» Your goal: Return, word for word, only the lines from the one containing "of the illuminated" through the last line of the entries.

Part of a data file

※

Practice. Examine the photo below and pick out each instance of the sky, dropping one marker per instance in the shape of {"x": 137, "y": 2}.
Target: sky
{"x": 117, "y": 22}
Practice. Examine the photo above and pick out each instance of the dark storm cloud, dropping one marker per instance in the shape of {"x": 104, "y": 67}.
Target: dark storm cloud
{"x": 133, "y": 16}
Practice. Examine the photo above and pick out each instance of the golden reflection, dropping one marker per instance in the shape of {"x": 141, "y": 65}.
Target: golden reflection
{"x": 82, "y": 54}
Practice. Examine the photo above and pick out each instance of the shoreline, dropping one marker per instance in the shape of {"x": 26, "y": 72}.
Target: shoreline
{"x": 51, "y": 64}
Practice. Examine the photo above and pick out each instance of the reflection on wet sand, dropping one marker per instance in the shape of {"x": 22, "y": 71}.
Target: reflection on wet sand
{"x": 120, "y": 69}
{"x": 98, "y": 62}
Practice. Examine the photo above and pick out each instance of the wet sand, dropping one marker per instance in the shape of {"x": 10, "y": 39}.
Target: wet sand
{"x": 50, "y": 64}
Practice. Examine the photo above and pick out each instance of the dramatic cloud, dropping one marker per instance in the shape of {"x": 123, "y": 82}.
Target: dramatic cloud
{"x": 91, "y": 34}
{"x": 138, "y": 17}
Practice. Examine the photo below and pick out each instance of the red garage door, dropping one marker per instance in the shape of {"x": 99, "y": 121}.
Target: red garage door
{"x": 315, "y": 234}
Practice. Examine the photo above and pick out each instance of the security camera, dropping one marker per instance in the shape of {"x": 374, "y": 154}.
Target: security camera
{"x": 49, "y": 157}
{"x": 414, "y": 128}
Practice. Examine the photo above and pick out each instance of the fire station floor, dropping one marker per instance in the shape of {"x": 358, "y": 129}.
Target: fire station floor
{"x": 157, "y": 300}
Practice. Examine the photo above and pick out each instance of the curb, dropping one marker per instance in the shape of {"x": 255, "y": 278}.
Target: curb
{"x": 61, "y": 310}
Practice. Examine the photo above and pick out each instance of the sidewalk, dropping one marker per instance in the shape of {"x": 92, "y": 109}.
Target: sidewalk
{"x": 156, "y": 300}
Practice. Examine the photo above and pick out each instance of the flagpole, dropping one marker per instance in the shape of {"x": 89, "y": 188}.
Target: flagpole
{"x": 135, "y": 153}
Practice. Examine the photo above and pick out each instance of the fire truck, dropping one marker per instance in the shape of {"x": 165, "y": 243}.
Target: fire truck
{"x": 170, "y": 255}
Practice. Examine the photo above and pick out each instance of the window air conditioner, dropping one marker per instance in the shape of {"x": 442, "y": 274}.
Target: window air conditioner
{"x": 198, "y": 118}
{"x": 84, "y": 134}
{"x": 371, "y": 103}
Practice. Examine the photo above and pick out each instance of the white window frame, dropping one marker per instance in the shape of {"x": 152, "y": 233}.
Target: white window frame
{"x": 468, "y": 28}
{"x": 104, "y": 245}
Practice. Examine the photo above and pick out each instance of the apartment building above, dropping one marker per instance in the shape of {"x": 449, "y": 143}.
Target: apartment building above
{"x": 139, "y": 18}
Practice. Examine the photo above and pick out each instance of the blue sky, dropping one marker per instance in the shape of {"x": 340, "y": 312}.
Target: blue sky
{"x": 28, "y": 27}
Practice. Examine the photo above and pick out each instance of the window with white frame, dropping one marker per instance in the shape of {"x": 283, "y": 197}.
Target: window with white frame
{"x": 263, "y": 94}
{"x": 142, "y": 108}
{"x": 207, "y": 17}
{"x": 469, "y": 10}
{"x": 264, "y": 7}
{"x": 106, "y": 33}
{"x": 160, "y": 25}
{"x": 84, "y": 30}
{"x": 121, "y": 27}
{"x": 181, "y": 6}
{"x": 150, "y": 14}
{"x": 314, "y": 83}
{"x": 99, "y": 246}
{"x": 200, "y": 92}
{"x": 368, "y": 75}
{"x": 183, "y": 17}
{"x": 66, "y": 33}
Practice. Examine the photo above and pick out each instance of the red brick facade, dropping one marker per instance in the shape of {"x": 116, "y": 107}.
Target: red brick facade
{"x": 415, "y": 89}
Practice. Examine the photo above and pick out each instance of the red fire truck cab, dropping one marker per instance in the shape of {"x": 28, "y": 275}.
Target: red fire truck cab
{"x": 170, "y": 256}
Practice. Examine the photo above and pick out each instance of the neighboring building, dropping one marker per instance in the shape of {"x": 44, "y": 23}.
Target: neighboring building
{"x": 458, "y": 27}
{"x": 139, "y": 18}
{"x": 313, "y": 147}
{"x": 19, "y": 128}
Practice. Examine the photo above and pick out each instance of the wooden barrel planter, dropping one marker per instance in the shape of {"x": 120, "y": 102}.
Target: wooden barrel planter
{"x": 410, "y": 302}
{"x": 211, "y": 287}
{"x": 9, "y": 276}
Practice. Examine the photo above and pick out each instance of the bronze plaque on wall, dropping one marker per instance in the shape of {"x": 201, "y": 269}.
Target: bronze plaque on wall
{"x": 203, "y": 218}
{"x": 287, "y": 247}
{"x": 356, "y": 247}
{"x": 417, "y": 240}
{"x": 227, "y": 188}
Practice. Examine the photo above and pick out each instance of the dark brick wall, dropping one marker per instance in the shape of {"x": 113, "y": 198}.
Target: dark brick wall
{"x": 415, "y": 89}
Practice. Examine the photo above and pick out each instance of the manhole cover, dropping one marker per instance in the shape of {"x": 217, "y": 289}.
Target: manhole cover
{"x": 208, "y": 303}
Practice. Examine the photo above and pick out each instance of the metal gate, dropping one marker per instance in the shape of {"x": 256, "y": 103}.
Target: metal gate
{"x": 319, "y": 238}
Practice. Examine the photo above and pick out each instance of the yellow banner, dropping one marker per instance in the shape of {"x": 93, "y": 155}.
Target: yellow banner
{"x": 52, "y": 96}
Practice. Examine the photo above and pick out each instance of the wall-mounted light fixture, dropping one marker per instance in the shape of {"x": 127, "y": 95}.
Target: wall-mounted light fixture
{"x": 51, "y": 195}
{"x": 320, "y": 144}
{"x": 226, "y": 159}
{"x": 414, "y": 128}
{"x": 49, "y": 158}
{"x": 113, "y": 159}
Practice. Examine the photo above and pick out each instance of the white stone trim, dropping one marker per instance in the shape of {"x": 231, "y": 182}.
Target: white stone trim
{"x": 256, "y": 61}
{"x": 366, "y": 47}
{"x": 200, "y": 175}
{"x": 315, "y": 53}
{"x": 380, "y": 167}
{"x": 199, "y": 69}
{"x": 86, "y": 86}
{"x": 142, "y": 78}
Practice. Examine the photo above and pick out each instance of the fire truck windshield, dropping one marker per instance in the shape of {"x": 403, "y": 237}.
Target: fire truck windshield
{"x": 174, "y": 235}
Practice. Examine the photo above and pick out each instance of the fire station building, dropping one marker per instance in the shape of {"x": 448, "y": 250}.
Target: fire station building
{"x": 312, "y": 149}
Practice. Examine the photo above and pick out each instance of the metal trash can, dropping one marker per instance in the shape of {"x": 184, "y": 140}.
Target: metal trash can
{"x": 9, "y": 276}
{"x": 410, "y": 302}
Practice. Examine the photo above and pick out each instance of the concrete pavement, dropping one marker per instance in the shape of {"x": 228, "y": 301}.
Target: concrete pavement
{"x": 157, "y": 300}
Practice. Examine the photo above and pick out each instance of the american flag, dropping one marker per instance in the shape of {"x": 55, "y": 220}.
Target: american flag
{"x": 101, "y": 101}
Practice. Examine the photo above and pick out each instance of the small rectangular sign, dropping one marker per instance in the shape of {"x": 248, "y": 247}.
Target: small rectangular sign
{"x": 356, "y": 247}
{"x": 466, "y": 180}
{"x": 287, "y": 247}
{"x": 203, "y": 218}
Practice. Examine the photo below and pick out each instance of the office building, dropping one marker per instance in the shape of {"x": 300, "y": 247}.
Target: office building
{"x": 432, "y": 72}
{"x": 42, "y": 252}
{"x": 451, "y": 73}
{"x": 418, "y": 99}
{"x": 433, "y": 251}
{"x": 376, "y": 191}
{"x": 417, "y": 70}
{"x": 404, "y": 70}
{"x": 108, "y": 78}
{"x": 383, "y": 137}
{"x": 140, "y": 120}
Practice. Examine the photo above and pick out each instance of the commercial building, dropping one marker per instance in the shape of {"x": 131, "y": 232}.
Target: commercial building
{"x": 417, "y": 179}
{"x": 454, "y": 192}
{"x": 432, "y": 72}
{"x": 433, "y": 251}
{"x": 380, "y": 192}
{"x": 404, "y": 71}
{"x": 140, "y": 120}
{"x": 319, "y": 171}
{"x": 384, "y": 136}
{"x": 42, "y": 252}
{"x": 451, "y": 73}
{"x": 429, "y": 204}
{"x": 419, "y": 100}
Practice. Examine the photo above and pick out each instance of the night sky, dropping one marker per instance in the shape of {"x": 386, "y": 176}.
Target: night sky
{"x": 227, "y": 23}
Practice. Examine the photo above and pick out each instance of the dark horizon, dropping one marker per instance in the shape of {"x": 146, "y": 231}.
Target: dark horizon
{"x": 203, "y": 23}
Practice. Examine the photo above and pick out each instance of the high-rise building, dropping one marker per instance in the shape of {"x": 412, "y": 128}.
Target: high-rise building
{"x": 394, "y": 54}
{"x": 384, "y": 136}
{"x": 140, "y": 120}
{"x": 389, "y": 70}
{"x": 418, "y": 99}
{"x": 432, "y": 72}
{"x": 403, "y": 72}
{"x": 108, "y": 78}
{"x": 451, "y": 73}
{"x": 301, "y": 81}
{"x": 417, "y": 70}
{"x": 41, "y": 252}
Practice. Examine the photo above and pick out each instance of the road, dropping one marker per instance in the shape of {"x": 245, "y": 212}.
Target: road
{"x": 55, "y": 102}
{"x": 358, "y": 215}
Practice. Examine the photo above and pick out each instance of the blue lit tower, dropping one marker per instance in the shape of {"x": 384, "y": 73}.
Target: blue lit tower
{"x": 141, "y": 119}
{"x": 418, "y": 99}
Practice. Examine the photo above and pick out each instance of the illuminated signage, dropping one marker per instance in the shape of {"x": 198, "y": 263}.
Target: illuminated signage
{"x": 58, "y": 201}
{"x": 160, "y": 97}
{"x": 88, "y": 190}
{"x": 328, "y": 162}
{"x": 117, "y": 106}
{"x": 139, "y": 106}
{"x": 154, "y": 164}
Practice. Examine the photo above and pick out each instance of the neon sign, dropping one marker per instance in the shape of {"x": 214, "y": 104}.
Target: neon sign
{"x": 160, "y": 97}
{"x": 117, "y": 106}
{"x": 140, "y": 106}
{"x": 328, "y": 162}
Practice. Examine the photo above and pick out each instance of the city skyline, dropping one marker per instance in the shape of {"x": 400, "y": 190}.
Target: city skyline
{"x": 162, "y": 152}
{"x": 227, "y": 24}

※

» Answer to this task:
Practice. Examine the photo above and pick out each instance of the illuminated signage, dropping one marker per instance in the shape of {"x": 198, "y": 263}.
Target: illuminated signage
{"x": 58, "y": 201}
{"x": 160, "y": 97}
{"x": 88, "y": 190}
{"x": 328, "y": 162}
{"x": 117, "y": 106}
{"x": 139, "y": 106}
{"x": 154, "y": 164}
Practice. Examine the photo above and pick out each instance of the neon sign, dropping one marker per instance in the shape of {"x": 214, "y": 104}.
Target: neon sign
{"x": 160, "y": 97}
{"x": 117, "y": 106}
{"x": 140, "y": 106}
{"x": 328, "y": 162}
Practice. Examine the photo above and pick out each instance of the city skyline, dropping one marker per instance in the shape of {"x": 400, "y": 190}.
Target: city skyline
{"x": 162, "y": 152}
{"x": 227, "y": 24}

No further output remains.